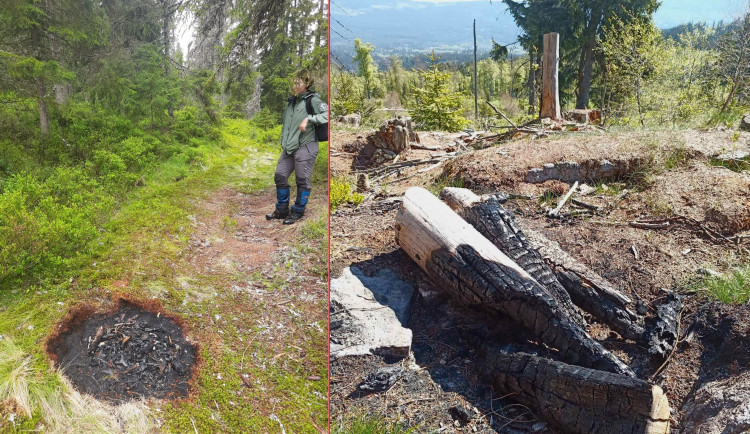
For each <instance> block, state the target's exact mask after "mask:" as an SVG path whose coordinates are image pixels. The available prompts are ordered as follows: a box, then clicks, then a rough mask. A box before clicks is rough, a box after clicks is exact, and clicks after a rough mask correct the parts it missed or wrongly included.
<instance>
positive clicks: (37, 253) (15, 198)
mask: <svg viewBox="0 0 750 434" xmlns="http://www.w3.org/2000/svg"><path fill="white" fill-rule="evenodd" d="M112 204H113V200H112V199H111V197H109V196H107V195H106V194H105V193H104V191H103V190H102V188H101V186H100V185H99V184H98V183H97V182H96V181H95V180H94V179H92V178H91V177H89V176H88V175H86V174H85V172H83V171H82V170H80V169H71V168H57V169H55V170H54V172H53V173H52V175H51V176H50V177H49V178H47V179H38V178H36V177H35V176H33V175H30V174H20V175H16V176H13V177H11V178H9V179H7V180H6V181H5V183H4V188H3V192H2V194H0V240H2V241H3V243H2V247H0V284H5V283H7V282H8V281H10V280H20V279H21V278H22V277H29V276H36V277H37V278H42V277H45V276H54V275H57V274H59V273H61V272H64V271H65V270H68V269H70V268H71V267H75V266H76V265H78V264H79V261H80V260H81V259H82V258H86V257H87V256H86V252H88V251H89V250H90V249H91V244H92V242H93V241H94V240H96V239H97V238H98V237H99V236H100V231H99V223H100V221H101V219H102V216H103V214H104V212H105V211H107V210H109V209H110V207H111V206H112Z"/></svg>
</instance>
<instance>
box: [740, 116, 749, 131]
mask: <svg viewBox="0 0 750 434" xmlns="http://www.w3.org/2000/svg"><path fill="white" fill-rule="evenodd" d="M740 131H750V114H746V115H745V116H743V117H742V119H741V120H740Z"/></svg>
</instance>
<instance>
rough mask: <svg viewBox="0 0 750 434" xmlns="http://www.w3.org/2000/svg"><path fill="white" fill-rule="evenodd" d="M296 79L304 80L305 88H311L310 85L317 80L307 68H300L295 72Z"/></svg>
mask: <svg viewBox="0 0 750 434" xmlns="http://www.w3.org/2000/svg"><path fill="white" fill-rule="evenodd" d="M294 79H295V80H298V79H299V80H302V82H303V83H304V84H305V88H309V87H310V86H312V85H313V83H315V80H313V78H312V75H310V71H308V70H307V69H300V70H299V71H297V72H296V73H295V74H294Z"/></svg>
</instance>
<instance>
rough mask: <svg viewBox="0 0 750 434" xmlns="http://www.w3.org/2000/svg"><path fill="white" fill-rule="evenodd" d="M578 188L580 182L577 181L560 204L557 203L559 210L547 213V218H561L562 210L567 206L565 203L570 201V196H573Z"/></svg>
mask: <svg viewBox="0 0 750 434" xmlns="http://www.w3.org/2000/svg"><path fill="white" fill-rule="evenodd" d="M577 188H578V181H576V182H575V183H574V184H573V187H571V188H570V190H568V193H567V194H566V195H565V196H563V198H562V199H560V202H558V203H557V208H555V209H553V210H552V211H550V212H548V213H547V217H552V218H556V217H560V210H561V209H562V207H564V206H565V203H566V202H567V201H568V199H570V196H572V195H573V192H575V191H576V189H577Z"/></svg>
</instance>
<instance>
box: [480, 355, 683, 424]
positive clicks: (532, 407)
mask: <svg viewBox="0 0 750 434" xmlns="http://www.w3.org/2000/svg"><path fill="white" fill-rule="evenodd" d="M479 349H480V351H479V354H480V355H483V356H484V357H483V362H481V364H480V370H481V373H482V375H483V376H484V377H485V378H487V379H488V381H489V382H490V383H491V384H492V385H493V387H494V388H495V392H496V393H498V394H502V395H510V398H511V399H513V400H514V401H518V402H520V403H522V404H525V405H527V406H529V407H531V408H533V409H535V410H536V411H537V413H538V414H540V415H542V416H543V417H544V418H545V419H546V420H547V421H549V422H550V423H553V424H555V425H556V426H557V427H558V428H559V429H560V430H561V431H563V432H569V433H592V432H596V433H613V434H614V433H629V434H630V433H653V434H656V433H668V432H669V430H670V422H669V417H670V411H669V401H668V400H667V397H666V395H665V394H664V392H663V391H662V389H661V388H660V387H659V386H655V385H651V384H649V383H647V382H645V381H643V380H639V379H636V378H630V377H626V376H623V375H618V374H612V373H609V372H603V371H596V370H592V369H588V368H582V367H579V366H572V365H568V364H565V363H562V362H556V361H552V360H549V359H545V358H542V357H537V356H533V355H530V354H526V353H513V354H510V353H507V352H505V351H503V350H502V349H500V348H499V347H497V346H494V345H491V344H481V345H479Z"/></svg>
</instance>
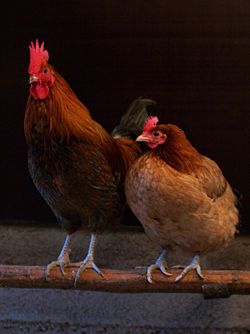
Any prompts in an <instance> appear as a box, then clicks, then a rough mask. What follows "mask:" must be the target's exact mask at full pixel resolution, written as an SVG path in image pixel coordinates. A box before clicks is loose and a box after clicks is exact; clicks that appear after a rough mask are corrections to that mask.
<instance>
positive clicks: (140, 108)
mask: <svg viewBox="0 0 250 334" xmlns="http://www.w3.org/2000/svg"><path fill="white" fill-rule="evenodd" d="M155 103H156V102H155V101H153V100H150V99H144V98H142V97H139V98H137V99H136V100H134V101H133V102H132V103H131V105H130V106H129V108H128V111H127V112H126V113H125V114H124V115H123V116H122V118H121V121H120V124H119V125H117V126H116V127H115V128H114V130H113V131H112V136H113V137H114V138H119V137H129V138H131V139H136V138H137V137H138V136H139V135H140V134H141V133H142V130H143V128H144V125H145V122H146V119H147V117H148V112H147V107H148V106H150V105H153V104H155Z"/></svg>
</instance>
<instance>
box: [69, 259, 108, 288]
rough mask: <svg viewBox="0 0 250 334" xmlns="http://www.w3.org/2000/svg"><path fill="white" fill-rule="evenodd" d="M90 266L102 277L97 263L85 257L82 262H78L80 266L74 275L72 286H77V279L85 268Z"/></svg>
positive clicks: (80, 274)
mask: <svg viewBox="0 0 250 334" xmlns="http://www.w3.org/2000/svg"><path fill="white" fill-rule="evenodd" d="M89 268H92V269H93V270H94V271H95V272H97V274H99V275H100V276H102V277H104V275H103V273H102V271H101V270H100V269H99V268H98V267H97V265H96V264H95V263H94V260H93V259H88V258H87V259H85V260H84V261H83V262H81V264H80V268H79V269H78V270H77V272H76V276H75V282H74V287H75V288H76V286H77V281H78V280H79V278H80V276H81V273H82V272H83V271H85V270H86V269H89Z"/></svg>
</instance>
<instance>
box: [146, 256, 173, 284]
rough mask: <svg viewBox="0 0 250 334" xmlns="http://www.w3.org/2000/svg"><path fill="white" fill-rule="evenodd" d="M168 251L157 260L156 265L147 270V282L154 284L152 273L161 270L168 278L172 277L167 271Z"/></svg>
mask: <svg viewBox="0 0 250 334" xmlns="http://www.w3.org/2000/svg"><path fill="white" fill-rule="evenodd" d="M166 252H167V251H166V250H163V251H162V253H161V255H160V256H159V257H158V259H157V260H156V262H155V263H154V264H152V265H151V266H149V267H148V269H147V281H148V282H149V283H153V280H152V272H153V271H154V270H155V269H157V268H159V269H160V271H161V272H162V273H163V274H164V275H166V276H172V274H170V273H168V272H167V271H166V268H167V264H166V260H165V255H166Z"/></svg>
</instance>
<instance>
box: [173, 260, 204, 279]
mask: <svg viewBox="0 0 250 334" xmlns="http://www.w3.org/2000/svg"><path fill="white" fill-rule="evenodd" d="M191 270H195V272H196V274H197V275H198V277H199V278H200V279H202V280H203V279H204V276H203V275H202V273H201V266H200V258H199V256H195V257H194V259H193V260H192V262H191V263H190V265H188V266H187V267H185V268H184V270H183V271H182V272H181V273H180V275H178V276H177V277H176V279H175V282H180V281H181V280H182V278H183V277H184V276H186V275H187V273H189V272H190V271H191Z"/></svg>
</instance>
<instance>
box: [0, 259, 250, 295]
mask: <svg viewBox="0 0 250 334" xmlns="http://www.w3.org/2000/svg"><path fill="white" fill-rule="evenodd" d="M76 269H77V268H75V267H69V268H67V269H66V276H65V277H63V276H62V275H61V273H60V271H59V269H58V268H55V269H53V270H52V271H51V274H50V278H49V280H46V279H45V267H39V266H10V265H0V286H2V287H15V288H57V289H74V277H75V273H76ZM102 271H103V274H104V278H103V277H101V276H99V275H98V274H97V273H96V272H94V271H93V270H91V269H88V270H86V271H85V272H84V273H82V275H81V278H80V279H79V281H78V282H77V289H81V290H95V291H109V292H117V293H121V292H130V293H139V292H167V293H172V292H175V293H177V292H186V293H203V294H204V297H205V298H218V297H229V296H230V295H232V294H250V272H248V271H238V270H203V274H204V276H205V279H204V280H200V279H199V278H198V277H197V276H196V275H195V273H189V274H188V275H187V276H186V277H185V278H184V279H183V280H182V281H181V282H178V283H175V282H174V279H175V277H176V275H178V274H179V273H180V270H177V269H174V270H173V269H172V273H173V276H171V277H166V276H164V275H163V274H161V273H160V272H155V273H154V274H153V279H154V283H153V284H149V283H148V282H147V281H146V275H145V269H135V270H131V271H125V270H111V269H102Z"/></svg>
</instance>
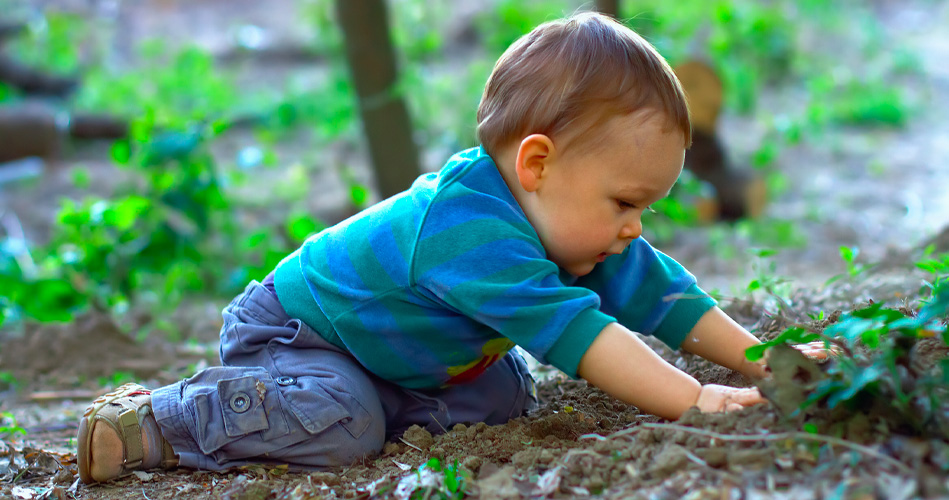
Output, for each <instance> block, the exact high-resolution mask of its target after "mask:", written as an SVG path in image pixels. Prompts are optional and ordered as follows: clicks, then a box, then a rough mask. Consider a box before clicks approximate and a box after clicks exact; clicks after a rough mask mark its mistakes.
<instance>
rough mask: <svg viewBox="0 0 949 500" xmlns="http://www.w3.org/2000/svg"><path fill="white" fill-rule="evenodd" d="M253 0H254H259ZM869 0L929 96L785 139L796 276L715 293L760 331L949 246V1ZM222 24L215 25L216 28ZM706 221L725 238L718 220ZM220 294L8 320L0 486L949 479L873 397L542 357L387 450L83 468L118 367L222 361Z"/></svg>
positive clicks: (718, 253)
· · · · ·
**TRY IT**
Throughout the data above, report every line that contains the string "written".

**REPLY**
Any prompts in an <instance> appear as a box, then clicks, then a rough mask. What follows "mask:" must be the target's exact mask at full pixel resolution, written as an SVG path in image pixel coordinates. A box before clicks is loose and a box after clicks is exact; clicks that appear after a rough mask are corrections to that mask.
Output, for each <instance> block, the exact high-resolution mask of its target after "mask:", written as an SVG path in image pixels. Prompts are optional and ordered as follows: clicks, then a box, then a rough mask. Consider a box before clicks approximate and a box after clicks exact; clicks after a rough mask mark its mistakes.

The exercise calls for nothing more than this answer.